• **Work item**:
Reproduce each of the following records without any deviation.

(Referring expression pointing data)
◆ ◆ ◆ ◆ ◆

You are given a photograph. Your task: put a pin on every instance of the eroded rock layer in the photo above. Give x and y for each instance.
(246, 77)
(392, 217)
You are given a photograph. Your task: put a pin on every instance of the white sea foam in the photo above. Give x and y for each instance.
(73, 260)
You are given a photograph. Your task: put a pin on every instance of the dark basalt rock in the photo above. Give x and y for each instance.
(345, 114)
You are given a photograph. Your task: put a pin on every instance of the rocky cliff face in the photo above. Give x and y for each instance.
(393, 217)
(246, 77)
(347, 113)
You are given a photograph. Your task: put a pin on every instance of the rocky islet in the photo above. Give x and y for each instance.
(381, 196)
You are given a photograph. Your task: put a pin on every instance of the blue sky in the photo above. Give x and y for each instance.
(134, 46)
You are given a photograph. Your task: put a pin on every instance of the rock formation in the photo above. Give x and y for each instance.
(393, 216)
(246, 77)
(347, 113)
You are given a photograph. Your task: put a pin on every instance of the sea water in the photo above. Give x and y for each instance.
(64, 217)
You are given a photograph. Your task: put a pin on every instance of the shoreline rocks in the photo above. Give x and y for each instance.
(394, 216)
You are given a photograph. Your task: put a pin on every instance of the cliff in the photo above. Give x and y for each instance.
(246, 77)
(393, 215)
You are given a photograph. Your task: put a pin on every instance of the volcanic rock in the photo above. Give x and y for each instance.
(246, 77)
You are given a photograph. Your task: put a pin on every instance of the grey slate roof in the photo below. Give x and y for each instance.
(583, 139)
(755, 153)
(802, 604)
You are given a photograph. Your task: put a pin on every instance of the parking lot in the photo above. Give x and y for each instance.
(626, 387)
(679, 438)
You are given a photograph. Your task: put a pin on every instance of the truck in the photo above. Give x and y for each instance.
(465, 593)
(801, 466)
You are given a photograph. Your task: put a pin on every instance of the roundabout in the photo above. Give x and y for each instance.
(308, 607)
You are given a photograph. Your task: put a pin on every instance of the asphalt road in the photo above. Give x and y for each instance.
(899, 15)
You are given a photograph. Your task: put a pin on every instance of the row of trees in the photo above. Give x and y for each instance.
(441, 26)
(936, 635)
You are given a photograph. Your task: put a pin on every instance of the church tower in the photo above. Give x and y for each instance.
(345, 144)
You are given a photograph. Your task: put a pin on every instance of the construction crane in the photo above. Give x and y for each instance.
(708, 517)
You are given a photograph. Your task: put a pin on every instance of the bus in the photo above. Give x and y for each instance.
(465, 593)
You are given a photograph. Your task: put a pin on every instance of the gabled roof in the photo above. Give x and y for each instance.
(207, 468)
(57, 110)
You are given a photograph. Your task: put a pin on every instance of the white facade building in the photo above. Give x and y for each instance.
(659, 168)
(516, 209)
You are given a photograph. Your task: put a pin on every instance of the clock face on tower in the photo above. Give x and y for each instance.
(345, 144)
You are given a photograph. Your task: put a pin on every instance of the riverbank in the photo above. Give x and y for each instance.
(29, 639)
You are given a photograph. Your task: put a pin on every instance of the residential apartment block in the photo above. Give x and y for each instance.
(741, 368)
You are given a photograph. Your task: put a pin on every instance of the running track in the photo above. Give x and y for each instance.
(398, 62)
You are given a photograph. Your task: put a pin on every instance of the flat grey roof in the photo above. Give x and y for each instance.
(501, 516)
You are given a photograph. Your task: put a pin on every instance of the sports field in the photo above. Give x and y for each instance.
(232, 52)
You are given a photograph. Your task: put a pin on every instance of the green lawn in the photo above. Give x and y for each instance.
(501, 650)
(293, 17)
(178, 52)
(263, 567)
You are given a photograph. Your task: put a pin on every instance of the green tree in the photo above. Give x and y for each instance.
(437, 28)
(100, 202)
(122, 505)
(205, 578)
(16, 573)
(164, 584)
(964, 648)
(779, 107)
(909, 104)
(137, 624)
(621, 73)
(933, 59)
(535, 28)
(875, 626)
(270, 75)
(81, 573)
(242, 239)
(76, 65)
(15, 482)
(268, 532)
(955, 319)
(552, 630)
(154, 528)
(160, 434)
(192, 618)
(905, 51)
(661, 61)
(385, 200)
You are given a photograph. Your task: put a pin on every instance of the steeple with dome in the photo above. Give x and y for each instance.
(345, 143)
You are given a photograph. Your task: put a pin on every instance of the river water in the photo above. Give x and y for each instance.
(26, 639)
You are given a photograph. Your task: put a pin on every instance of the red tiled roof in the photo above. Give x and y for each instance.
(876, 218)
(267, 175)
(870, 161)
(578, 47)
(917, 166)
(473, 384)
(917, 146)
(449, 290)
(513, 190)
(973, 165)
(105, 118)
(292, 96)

◆ ◆ ◆ ◆ ◆

• **Completed exercise**:
You are given a photograph. Your task: put a pin on every instance of the eroded rock layer in the photo above. Give x and y for each instance.
(246, 77)
(392, 217)
You are given a photograph. Your task: put a pin on every instance of the white sea foam in the photo above. Give x and y for each instance.
(73, 260)
You are given a photograph. Your task: put a pin on every instance of the dark basalt rock in the photo above. Give x and y for each instance.
(345, 114)
You are given a photograph. Your task: put a pin on every instance of the rocky cliff face in the photo above. Give x and y for each instance.
(393, 217)
(246, 77)
(347, 113)
You are given a photograph. Your task: put a pin on every instance of the rocky islet in the photo above. Give x and y for each instance.
(381, 196)
You are given a photograph. Your task: put a pin on every instance of the blue sky in the photo above. Give x and y for each instance.
(134, 46)
You are given a photograph. Your task: put a pin on every instance of the rock formation in the photo above. Give x and y for each instance.
(393, 216)
(246, 77)
(347, 113)
You are given a photograph. Your task: put a pin on every instance of the sea water in the photo above. Give x and y for each instance.
(64, 217)
You are given a photograph. Your task: put a pin on every instance of the shoreline rocks in the photo above. Give x and y for each instance.
(394, 216)
You are given a photograph. Your task: put a pin on every instance of the cliff in the photo above. Give x and y for each instance.
(246, 77)
(393, 215)
You are given a photograph. Your task: put a pin on every instance of the volcanic rock in the photo above. Give x and y for each instance.
(246, 77)
You are given a photograph. Your task: put a pin on every instance of the grey slate roof in the photo below. Give x and y for each instance.
(583, 139)
(755, 153)
(802, 604)
You are given a photograph. Your task: put a pin on every instance of the parking lot in the photo above. Give x and y for each instance.
(626, 387)
(679, 438)
You are given a photograph. Your task: put a pin on every instance of the truck in the photo above. Give x and y for each instance.
(465, 593)
(801, 466)
You are given a photograph. Your task: put a pin on every instance of the roundabout in the photo above. Give x and y for each instance.
(308, 607)
You are given a photograph. Your task: put a pin on every instance of the asphalt road in the photo above. Give x and y for each instance.
(899, 15)
You are given a photograph. Your task: put a pin on every instance of the row of trees in the photo above. Give x and y for each instance.
(441, 26)
(936, 635)
You are given a photograph. Your task: put a pin on every instance of the church tower in the photo above. Give x and y for each instance.
(345, 144)
You are given a photograph. Your task: put a pin on every instance of the construction crane in the photo above. Give x and y for each instance.
(708, 517)
You are given a photograph. Your task: put a pin on every instance of the bus in the photo above. Give x and y for each instance.
(465, 593)
You are given a photograph. Your task: put a pin on every instance of the gabled roof in the photo above. Give x and y for each instance.
(207, 468)
(57, 110)
You are given a photograph. Your task: put a pin on every instance of the white facade building in the photo above. Give x and y for each instance.
(659, 168)
(516, 209)
You are given a photograph. Your task: put a pin on every instance of the clock face on tower in the photo above. Give x and y for each instance.
(345, 144)
You are given a photograph. Your task: put a pin on every instance of the riverbank in the photo above. Give x and y for each instance.
(29, 639)
You are given a photograph. Your task: put a pin on every instance of the residential apartment block in the photo above. Give x and y for each instance.
(741, 368)
You are given a photograph. Your task: put a pin on every instance of the running track in the photo above. Give x and y for each instance.
(398, 62)
You are given a photograph. Your task: put a pin on every instance of the flat grey roof in the photo above. Give x and y for each instance.
(501, 516)
You are given a photograph. Your task: put a pin on every instance of the sports field in the photo above. Give x and y for each instance.
(232, 52)
You are given a photograph. Your task: put a pin on every instance of the green lawn in the photo above. Give x and y for each instance.
(501, 650)
(293, 17)
(178, 52)
(263, 567)
You are given a photograph. Your task: put a pin on every instance of the green tree in the photo above. Give x and y for each instance.
(437, 28)
(100, 202)
(122, 505)
(205, 578)
(16, 573)
(164, 584)
(964, 648)
(779, 107)
(909, 104)
(137, 624)
(621, 73)
(933, 59)
(535, 28)
(875, 626)
(270, 75)
(81, 573)
(242, 239)
(76, 65)
(15, 482)
(268, 532)
(955, 319)
(552, 630)
(154, 528)
(160, 434)
(192, 618)
(905, 51)
(661, 61)
(385, 200)
You are given a photograph. Your task: put a pin on every instance of the steeple with dome in the photo above. Give x and y for each instance.
(345, 143)
You are given a photograph. Your task: put a pin on every instance of the river water in the photo above. Give x and y for each instance.
(26, 639)
You are given a photograph. Your task: put a pin on every instance of the red tiled roof in the photo above. Give x and y for each instance.
(876, 218)
(267, 175)
(870, 161)
(578, 47)
(917, 166)
(473, 384)
(917, 146)
(449, 290)
(513, 190)
(973, 165)
(105, 118)
(292, 96)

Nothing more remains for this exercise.